**Goal:** In the records below, locate the line containing "For the pointing benchmark, tag every instance of the shrub", then output that line and all later lines exactly, through the last one.

--- BEGIN ---

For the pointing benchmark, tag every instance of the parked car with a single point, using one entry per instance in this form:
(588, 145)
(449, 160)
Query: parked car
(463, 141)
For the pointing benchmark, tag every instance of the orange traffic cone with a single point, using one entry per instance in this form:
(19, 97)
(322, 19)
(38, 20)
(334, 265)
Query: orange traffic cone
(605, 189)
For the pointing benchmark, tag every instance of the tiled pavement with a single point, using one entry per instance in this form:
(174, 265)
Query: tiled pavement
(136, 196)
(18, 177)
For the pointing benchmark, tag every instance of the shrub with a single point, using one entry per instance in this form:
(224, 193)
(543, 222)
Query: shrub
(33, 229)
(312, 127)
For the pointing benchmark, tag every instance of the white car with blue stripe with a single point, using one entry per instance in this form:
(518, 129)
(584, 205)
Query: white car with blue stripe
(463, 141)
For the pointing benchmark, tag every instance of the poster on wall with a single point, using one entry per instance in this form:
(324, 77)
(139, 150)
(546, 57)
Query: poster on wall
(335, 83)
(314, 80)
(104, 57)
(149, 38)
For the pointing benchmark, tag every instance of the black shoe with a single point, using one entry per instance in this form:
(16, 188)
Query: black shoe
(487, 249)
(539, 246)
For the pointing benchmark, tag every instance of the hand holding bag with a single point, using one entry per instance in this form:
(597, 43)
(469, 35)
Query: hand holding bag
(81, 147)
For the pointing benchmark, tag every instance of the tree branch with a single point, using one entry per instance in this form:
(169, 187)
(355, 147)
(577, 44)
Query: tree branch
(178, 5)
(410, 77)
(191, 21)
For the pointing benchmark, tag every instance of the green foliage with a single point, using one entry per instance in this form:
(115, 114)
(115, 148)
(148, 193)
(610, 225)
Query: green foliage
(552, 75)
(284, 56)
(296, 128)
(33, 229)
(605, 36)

--- END ---

**The reply:**
For the pointing benchmark, tag every instance of the shrub with a single point, using one entry per instance in this form:
(224, 193)
(543, 222)
Query: shrub
(33, 229)
(312, 127)
For the pointing benchmark, tag every instance of the white car with blue stripe with a single point, using one entry per instance in this form:
(518, 129)
(584, 205)
Query: white car with blue stripe
(463, 141)
For the pointing benchmark, tag every instance of the poster on wall with a single point, using one entry per instance in this form:
(324, 77)
(139, 150)
(546, 57)
Query: poster on wall
(335, 83)
(314, 80)
(104, 57)
(149, 38)
For the pointing benchmark, tag every instance of the black shoe with a single point, using one entry per instance in this form:
(16, 188)
Query: black shoe
(487, 249)
(539, 246)
For the pointing benchmark, tag every instance of the hand holding bag with a single point, using one entry per instance in this form:
(597, 43)
(469, 35)
Query: hand holding bag
(81, 147)
For the pointing benchmark, tag every instance of the tree branch with a single point, using one entry per instance in this form:
(169, 187)
(355, 147)
(577, 44)
Query: tree branch
(178, 5)
(410, 77)
(191, 21)
For the pointing benchmark, tag every instance of the green foliage with a single point, using one entry per instance in this form:
(115, 114)
(115, 148)
(148, 193)
(610, 225)
Query: green foliage
(552, 75)
(284, 56)
(296, 128)
(33, 229)
(605, 36)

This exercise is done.